_PROBLEM DESCRIPTION_
Lay out the records below as a Markdown table with the columns Row and Line. Begin at the line that has "of the white", stop after the final line of the records, and skip any blank lines.

──────

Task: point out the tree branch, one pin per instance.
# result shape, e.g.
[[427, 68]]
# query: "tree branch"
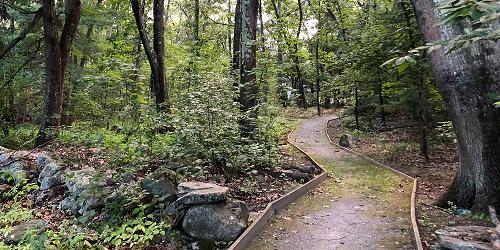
[[23, 33], [22, 66], [19, 9]]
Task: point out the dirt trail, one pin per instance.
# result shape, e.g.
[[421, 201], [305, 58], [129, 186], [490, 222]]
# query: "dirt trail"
[[360, 206]]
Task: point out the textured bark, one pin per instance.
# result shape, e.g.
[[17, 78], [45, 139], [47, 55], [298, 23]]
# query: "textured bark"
[[356, 107], [155, 54], [299, 79], [236, 39], [248, 61], [22, 35], [56, 56], [465, 78], [88, 36]]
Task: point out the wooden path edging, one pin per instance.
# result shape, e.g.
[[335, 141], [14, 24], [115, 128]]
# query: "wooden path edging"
[[276, 206], [413, 215]]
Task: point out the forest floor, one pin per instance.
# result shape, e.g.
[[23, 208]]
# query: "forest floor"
[[399, 149], [360, 205]]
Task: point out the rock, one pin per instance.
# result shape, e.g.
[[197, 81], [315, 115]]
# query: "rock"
[[43, 195], [200, 193], [18, 231], [222, 221], [308, 169], [79, 180], [50, 175], [346, 140], [88, 190], [464, 238], [190, 186], [162, 182], [69, 205], [295, 175], [13, 169], [42, 160]]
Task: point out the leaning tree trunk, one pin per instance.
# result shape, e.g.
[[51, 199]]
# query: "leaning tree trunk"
[[155, 54], [56, 57], [248, 61], [466, 78]]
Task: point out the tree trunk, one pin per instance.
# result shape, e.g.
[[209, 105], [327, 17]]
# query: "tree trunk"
[[236, 40], [465, 78], [317, 77], [156, 53], [381, 102], [356, 107], [248, 61], [300, 81], [56, 56]]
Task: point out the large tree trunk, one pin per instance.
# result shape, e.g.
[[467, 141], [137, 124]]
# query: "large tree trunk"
[[56, 57], [156, 53], [299, 79], [248, 61], [465, 78], [236, 40]]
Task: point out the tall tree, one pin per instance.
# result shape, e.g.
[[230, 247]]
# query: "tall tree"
[[56, 57], [466, 79], [248, 61], [155, 54]]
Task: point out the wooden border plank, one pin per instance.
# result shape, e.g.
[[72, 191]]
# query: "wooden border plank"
[[413, 216]]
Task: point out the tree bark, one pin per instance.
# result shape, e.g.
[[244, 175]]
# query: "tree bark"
[[465, 78], [236, 39], [155, 54], [299, 79], [248, 61], [56, 56]]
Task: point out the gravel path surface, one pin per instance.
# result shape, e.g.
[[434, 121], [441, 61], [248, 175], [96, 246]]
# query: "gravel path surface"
[[360, 206]]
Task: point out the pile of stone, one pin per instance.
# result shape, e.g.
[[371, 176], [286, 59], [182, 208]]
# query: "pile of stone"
[[204, 212], [470, 237]]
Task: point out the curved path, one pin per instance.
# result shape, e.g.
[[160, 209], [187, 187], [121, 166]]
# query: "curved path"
[[360, 205]]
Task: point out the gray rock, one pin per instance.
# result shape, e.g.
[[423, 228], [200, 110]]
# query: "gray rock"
[[454, 238], [42, 160], [308, 169], [43, 195], [190, 186], [162, 182], [69, 205], [222, 221], [295, 175], [50, 175], [346, 140], [79, 180], [87, 191], [18, 231], [200, 195]]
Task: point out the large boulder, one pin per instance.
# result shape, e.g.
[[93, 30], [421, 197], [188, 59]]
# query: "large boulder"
[[15, 235], [88, 190], [346, 140], [50, 172], [162, 183], [221, 221], [194, 193], [464, 238]]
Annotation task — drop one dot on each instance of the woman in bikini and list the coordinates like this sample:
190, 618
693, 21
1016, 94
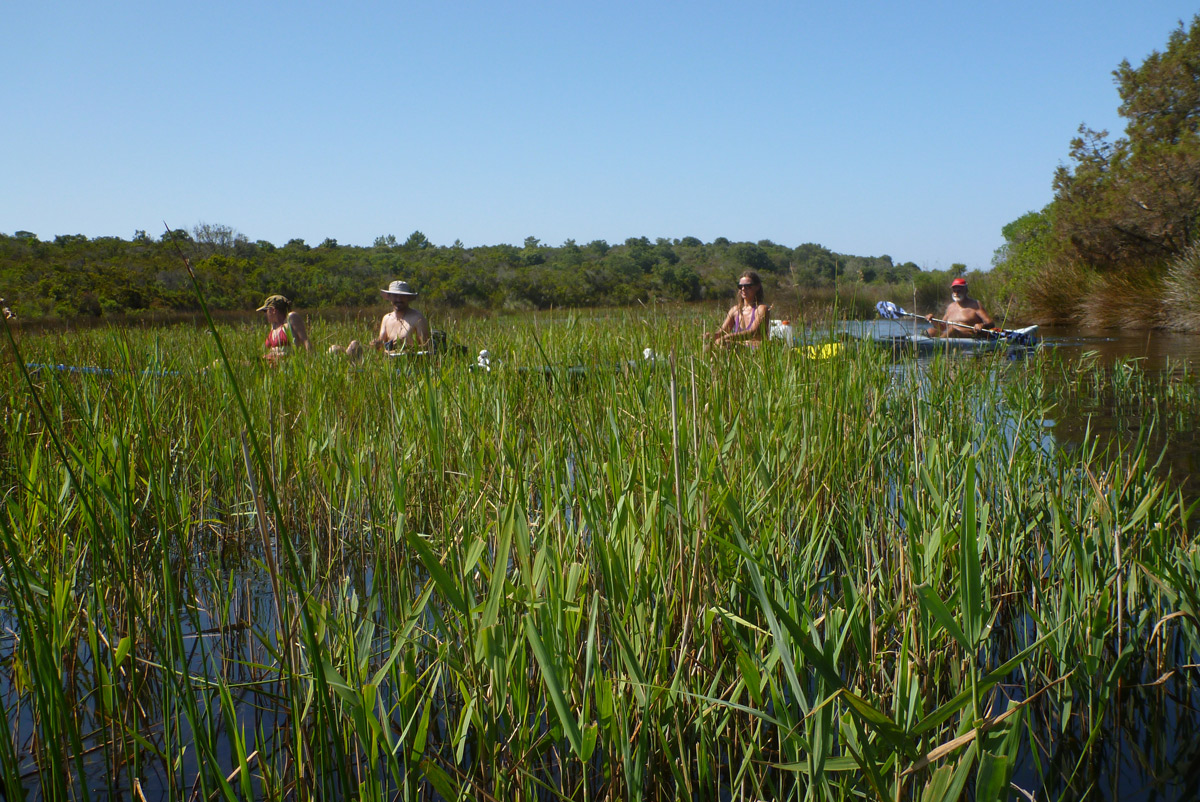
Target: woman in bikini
287, 328
749, 321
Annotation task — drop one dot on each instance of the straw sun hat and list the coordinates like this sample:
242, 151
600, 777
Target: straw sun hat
399, 288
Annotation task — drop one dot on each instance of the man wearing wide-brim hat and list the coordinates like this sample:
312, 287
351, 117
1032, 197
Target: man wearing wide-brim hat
402, 328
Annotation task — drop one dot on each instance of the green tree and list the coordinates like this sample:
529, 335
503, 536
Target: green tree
1135, 202
417, 241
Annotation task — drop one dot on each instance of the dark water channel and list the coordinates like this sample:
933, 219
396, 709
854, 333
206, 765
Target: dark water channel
1107, 419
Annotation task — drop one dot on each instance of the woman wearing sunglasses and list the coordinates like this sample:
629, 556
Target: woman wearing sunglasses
749, 321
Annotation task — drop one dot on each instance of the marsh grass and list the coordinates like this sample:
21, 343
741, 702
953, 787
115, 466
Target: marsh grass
748, 575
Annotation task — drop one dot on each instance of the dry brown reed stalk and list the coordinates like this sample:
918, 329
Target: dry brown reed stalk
1057, 293
1123, 301
1181, 292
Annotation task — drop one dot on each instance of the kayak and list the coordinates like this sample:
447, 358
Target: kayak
923, 345
905, 339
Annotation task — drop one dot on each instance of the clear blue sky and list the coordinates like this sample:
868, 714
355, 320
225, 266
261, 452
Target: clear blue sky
916, 130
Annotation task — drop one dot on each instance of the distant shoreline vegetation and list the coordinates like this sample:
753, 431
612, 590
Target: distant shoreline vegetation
107, 276
1117, 246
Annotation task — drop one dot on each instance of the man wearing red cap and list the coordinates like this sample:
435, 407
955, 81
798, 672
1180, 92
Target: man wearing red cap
964, 310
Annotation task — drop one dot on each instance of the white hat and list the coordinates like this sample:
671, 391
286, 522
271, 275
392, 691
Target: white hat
399, 288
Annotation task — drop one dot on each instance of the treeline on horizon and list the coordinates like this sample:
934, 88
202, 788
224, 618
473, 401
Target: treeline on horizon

──────

_FINISHED ANSWER_
| Row | Line |
|---|---|
| 1 | Annotation task — drop one dot on each instance of the white hat and list the coordinates like this sample: |
| 2 | 671, 391 |
| 3 | 286, 522 |
| 4 | 271, 275 |
| 5 | 392, 691 |
| 6 | Target: white hat |
| 7 | 399, 288 |
| 8 | Annotation task — drop one dot on each instance of the treeline on horizon and list the coordinates like this sample: |
| 9 | 934, 88 |
| 10 | 202, 788 |
| 11 | 224, 618 |
| 12 | 473, 401 |
| 13 | Target: treeline on horizon |